**Exercise requirements**
Gather every line in the records below that contains the word "engine", copying each line in full. Match case exactly.

**Dataset extract**

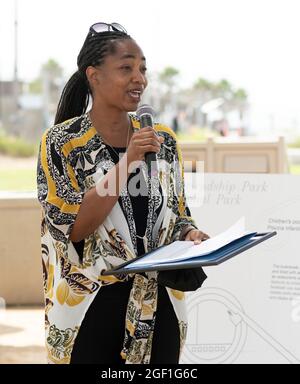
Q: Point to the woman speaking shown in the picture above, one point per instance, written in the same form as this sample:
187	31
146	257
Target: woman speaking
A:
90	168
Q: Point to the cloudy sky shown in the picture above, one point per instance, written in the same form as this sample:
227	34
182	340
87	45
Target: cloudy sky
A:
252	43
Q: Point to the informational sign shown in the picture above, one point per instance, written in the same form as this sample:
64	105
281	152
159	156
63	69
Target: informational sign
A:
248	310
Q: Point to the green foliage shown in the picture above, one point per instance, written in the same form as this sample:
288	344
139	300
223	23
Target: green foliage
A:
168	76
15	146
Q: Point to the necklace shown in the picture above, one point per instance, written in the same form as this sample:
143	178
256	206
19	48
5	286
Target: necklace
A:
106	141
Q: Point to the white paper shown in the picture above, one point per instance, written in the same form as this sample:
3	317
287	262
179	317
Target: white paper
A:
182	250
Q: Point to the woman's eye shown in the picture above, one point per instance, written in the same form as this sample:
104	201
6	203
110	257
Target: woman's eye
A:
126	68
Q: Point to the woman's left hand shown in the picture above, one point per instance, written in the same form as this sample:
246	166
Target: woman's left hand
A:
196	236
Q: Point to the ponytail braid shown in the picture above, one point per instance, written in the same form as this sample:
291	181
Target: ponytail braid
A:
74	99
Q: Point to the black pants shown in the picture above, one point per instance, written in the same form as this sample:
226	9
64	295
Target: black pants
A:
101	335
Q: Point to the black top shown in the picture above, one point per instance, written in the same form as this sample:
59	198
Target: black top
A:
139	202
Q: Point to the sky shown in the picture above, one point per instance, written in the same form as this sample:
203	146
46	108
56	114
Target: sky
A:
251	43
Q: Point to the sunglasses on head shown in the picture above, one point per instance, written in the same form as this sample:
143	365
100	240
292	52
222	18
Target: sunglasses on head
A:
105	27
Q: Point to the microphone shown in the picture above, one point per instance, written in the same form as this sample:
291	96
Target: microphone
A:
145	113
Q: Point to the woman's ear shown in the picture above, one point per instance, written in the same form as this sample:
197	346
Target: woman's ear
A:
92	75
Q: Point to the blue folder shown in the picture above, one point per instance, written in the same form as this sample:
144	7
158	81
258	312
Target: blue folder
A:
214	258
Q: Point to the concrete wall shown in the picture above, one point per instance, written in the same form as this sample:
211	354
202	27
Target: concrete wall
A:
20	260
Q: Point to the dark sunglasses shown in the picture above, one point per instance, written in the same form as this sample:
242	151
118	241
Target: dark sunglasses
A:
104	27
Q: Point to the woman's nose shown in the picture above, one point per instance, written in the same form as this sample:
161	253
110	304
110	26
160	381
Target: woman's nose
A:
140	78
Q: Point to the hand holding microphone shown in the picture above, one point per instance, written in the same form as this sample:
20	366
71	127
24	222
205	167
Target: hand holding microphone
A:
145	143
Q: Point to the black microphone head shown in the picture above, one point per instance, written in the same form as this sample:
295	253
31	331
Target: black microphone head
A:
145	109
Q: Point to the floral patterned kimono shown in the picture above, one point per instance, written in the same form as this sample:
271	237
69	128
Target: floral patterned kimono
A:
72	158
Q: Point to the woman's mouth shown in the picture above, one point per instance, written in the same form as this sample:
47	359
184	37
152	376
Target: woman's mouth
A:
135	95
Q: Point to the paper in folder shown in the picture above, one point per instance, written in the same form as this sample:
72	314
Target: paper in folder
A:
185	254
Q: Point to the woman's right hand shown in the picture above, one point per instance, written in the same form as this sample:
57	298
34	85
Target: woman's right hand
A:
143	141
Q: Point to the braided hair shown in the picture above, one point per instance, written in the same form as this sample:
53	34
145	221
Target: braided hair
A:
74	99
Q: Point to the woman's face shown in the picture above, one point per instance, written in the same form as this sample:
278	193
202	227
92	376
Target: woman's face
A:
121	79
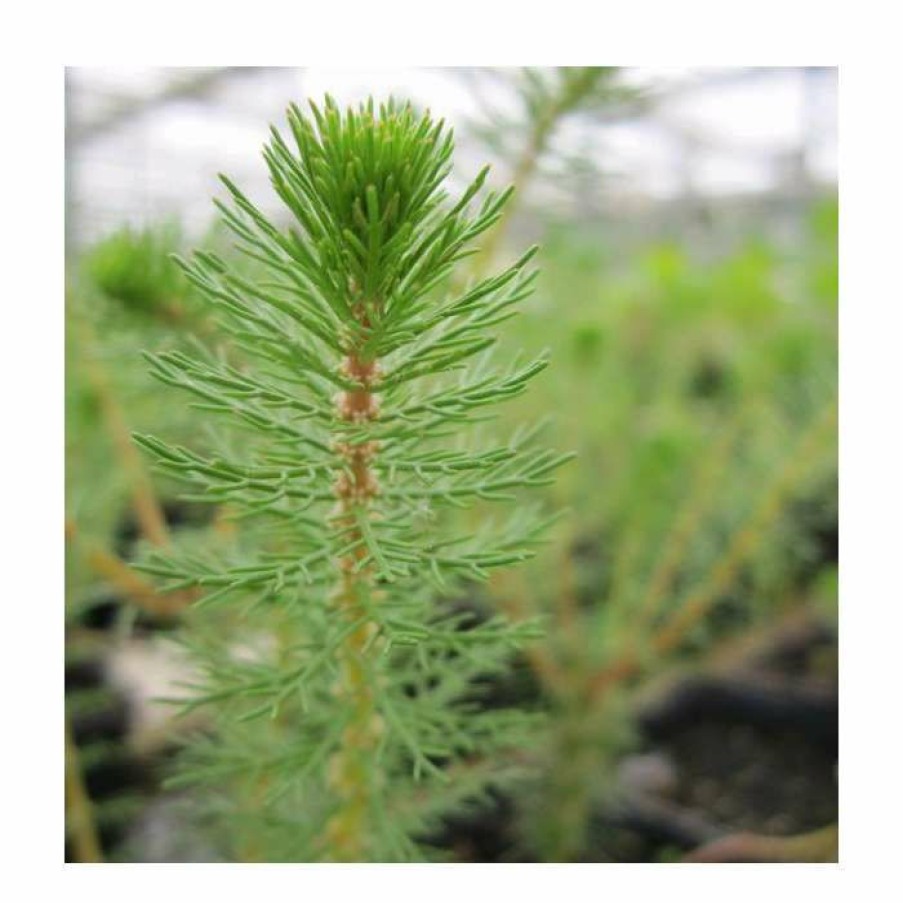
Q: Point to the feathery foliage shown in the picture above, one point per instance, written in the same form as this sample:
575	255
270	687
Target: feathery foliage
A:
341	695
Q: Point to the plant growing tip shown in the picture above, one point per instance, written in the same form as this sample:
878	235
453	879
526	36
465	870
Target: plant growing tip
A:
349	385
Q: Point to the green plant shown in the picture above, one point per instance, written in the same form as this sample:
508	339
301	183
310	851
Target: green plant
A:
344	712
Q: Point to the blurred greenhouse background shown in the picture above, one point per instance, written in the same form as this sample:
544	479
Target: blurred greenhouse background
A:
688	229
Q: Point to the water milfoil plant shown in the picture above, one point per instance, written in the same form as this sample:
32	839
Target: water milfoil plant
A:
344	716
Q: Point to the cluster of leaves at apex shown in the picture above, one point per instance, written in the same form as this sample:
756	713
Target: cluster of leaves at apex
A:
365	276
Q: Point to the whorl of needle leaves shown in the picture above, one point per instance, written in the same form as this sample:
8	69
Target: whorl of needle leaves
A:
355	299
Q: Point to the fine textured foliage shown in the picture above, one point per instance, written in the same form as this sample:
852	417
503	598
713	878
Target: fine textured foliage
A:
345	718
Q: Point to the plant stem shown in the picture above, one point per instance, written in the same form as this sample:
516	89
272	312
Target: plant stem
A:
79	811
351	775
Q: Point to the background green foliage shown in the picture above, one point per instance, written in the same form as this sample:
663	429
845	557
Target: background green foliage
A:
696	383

==

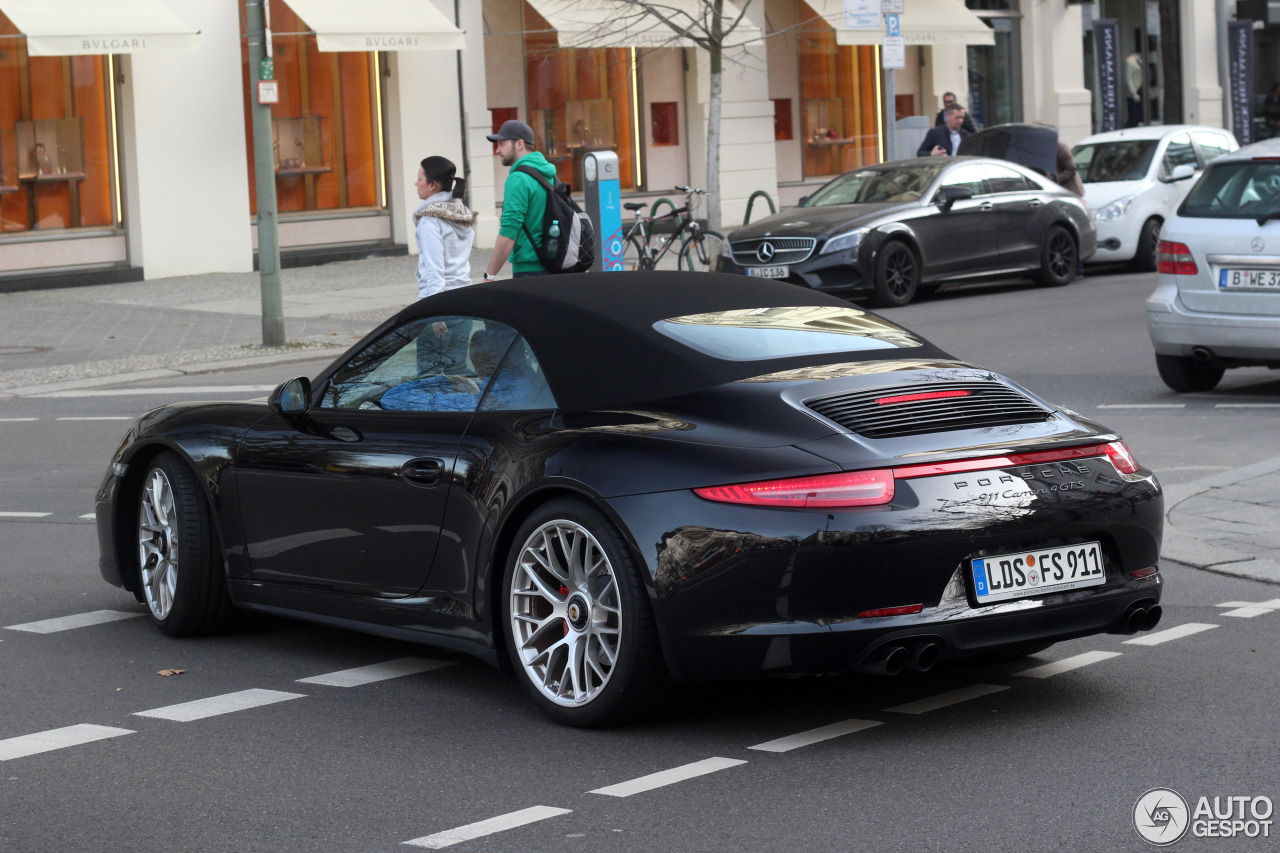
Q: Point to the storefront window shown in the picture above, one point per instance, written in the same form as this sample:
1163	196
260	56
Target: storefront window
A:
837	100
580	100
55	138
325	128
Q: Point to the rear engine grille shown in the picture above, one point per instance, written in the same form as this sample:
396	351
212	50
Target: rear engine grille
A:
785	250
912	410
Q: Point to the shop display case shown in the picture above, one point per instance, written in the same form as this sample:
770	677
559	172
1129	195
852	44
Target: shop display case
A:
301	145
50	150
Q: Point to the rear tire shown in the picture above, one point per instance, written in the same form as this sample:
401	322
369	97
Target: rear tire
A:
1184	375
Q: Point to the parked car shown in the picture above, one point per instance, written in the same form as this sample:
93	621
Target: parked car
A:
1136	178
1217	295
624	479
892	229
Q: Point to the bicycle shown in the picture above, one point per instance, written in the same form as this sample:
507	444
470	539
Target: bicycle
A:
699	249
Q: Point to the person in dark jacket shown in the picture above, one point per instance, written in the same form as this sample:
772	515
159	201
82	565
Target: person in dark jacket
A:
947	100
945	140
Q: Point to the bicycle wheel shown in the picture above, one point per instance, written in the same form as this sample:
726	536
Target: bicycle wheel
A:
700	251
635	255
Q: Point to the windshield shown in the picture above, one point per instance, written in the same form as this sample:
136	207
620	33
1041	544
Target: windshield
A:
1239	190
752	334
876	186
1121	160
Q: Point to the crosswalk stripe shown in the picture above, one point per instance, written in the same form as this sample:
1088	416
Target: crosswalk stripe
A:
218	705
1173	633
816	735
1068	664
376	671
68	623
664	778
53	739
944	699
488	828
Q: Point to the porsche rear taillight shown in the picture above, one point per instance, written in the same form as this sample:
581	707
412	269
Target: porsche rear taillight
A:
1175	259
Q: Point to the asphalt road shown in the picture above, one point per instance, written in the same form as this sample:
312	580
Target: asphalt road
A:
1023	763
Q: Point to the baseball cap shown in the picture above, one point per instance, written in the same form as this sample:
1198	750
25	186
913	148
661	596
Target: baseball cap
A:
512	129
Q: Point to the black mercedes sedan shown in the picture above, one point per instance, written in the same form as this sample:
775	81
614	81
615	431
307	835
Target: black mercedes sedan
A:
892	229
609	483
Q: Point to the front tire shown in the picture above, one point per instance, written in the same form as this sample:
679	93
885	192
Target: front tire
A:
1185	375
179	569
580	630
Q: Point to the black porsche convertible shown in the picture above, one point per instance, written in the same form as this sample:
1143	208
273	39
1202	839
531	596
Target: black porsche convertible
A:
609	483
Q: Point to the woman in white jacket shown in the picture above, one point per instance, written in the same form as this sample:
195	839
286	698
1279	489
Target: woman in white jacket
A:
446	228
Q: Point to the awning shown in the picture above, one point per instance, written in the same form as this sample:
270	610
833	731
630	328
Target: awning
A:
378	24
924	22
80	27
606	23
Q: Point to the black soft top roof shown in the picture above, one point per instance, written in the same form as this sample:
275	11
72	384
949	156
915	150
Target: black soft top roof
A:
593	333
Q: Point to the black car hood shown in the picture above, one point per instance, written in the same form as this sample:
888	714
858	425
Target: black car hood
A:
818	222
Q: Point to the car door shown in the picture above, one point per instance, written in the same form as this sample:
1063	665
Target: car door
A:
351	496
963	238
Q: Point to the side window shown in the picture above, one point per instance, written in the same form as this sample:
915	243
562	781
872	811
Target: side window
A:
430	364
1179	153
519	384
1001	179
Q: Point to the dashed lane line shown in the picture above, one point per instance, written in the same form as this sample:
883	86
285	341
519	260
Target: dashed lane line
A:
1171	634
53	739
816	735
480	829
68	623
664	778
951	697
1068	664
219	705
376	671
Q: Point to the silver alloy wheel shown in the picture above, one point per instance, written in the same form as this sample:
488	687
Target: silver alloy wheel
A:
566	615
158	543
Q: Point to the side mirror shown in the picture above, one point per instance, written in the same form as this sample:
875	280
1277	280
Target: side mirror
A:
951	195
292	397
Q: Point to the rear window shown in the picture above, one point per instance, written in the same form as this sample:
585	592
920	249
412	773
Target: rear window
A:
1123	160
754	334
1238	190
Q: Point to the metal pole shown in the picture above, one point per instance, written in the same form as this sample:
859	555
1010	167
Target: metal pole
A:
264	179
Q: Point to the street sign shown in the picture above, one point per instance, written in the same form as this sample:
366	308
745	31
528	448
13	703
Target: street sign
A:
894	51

**Complete output**
Q: Point to the rear engine grille shown in the picture above, one point per instance, written in the same form as this sample:
Target: rear engine grille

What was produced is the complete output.